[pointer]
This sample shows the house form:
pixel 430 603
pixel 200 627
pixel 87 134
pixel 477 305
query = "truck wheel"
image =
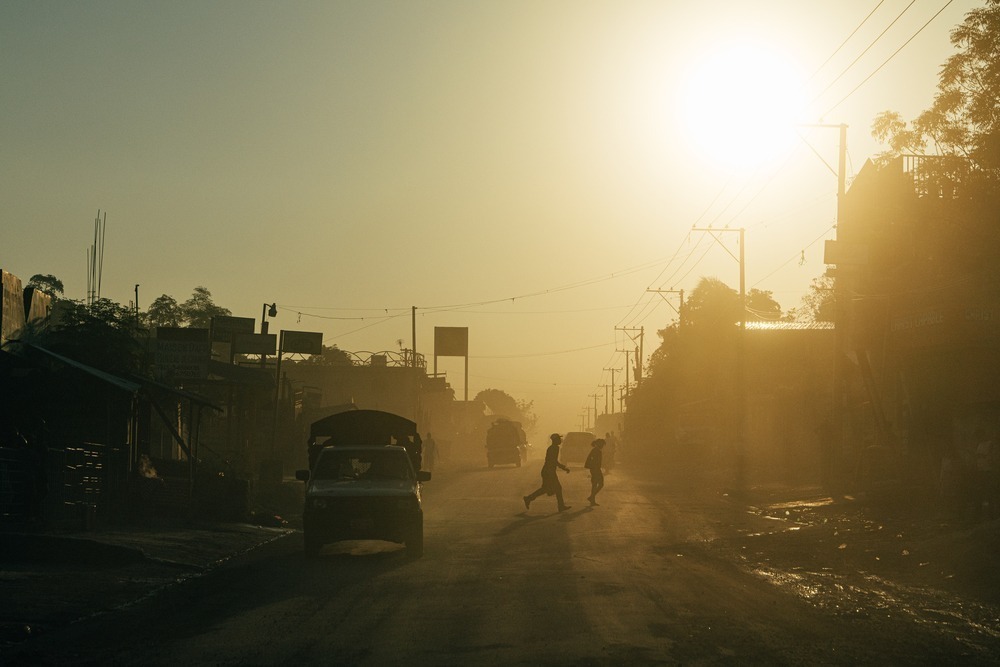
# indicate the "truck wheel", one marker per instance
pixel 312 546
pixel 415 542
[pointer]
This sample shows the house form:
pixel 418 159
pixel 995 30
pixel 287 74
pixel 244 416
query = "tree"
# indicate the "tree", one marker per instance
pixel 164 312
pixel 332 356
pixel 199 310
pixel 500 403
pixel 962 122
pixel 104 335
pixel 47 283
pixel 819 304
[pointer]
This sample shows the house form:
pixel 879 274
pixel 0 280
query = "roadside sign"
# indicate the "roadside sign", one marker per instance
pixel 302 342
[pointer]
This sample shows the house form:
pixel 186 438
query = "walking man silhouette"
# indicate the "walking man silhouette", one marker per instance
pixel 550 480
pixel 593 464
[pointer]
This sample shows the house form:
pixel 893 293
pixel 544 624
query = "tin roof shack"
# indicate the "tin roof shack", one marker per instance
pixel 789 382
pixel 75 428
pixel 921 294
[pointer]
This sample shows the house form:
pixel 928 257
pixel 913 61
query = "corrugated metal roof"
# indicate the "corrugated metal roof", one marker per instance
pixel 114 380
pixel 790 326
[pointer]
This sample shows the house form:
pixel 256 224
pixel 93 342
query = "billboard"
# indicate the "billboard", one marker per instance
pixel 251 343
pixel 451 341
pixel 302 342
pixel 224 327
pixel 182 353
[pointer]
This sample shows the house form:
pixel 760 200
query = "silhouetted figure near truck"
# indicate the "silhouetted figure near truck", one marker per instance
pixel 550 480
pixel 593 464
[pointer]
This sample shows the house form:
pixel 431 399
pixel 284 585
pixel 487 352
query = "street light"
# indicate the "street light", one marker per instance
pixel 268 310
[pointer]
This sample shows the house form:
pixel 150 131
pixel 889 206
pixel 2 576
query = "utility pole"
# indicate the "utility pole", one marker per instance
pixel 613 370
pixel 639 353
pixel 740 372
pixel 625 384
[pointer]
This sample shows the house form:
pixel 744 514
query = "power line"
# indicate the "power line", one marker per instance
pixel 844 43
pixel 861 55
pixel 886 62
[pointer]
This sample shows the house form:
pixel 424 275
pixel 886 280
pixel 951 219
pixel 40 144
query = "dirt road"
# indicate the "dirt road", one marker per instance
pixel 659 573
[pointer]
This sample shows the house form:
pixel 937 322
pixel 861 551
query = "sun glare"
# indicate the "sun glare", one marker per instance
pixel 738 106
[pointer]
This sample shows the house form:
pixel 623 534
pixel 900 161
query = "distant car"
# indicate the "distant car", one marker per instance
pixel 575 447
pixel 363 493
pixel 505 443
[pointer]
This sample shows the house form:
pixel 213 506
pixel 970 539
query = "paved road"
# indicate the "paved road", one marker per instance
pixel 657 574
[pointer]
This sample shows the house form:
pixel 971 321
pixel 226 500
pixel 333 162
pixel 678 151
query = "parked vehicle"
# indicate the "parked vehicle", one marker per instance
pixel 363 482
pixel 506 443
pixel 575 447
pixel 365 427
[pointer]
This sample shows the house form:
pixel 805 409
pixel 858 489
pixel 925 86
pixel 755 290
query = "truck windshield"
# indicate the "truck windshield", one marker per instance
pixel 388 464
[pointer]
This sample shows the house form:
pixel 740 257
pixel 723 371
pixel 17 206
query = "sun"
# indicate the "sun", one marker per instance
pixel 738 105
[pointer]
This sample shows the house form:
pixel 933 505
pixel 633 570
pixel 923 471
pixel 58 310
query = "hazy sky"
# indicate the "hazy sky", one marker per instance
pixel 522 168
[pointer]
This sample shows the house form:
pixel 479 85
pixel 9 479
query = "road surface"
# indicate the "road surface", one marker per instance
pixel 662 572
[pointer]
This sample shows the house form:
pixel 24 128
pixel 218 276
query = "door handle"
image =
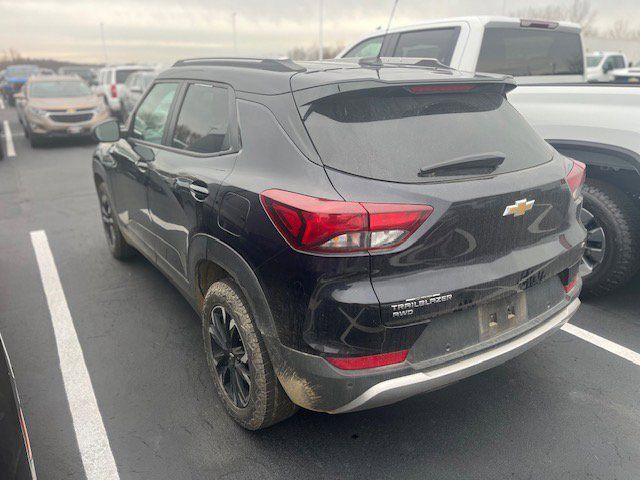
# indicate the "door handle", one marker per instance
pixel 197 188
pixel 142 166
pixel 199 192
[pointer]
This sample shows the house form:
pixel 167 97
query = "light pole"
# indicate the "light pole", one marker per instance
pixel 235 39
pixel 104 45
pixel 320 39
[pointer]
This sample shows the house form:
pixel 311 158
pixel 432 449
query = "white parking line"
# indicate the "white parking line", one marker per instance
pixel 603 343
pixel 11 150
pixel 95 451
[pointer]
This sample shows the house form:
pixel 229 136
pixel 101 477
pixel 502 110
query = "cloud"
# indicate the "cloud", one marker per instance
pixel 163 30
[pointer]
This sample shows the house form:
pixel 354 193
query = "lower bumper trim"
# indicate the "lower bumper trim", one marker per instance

::::

• _Work instructions_: Pictures excluded, quote all the data above exactly.

• _Answer below_:
[pointer]
This sample shows the house form:
pixel 430 603
pixel 200 627
pixel 87 134
pixel 477 305
query = "truck wheel"
image =
# indicate the "truck wheel", one marker per instance
pixel 312 546
pixel 415 542
[pointer]
This sample shows the house form:
pixel 418 159
pixel 995 30
pixel 287 74
pixel 244 416
query = "tree"
# indicate the "tree", one marker per instance
pixel 164 312
pixel 332 356
pixel 199 310
pixel 500 403
pixel 962 122
pixel 104 335
pixel 47 283
pixel 819 304
[pointer]
This sample shows the house form:
pixel 879 274
pixel 0 280
query = "roadside sign"
# indicate the "roadside sign", one marker per instance
pixel 302 342
[pointer]
This sample shows the house form:
pixel 186 438
query = "walking man silhouette"
# indicate the "walking man silhouette", one marker per instance
pixel 550 480
pixel 593 464
[pointer]
This sample shows the house form:
pixel 893 293
pixel 544 624
query = "tin roof shack"
# indicate the "tin roof shack", one marker per instance
pixel 789 382
pixel 75 428
pixel 921 294
[pointer]
This sample shows the house form:
pixel 928 257
pixel 913 61
query = "corrugated metal roof"
# indicate the "corrugated metal roof", one marker per instance
pixel 114 380
pixel 790 326
[pointer]
This sample shows the house form:
pixel 256 224
pixel 93 342
query = "billboard"
# indicate the "billboard", one marker per instance
pixel 251 343
pixel 451 341
pixel 302 342
pixel 224 327
pixel 182 353
[pointer]
This sample shows the house form:
pixel 760 200
query = "silhouetted figure near truck"
# indicate the "silhouetted figure near truck", one marker per instance
pixel 550 480
pixel 593 464
[pointer]
This sample shows the house form:
pixel 431 399
pixel 284 585
pixel 487 352
query = "street light"
# indicate the "street light", one marker per instance
pixel 268 310
[pointer]
This sample shows the house form:
pixel 150 131
pixel 889 206
pixel 2 576
query = "utility pole"
# indicate the "utility pole", one marker per instance
pixel 613 370
pixel 639 353
pixel 740 372
pixel 625 384
[pointer]
This sample shows the house form:
pixel 744 514
query = "power line"
# indicate the "power line", one marker per instance
pixel 844 43
pixel 861 55
pixel 886 62
[pointer]
This sample shows the house form:
pixel 424 275
pixel 886 280
pixel 951 219
pixel 40 144
query = "dirt road"
# indicate the "dirt road", one marker per instance
pixel 659 573
[pointer]
This sample shows the house form:
pixel 937 322
pixel 861 551
query = "sun glare"
# indicate the "sun glare", one marker per instance
pixel 738 106
[pointer]
This sample shows the house form:
pixel 623 534
pixel 900 161
query = "distant car"
# indicate the "distant car", one marker per instance
pixel 575 447
pixel 363 493
pixel 505 443
[pointer]
This sample shows the house form:
pixel 213 506
pixel 970 539
query = "paved road"
# indicate the "paved road", one marker per instance
pixel 657 574
[pointer]
This sample shows the house form:
pixel 971 321
pixel 226 500
pixel 333 162
pixel 678 151
query = "parked vehicle"
# indicate the "parked vehicle", one marker per instance
pixel 363 482
pixel 506 443
pixel 575 447
pixel 365 427
[pointer]
This sample shows the house form:
pixel 805 409
pixel 858 489
pixel 925 86
pixel 755 290
query = "truck windshield"
# indicate the "truck windshield", one marker per instance
pixel 388 464
[pointer]
This sample shows the house form:
pixel 740 257
pixel 723 371
pixel 17 206
query = "sun"
# indicate the "sun", one marker per instance
pixel 738 105
[pointer]
This sample shows the house form:
pixel 933 505
pixel 633 570
pixel 923 471
pixel 58 310
query = "hazy sky"
# indicate the "hazy sky", one marker per instance
pixel 522 168
[pointer]
This sample shows the house form:
pixel 479 85
pixel 9 479
query = "road surface"
# indicate the "road surface", one marker per instance
pixel 662 572
[pointer]
This sample shows the house form:
pixel 24 128
pixel 218 276
query = "door handle"
image =
# indicate the "door handle", one marker per instance
pixel 197 188
pixel 142 166
pixel 199 192
[pointer]
This sample shows the house form:
pixel 167 97
query = "light pole"
# indicate the "light pole", one marker per instance
pixel 235 39
pixel 104 45
pixel 320 39
[pointer]
This sample shows the house form:
pixel 311 158
pixel 432 449
query = "white parking line"
# indicate the "white parking line", one marker per instance
pixel 603 343
pixel 11 150
pixel 95 451
[pointer]
This sample shows the house form:
pixel 229 136
pixel 101 477
pixel 502 110
query = "cloud"
# indicate the "cloud", one marker per instance
pixel 163 30
[pointer]
This sample shows the house form:
pixel 354 193
query = "lower bumper trim"
# indicate the "lower bumper trim", one marker per instance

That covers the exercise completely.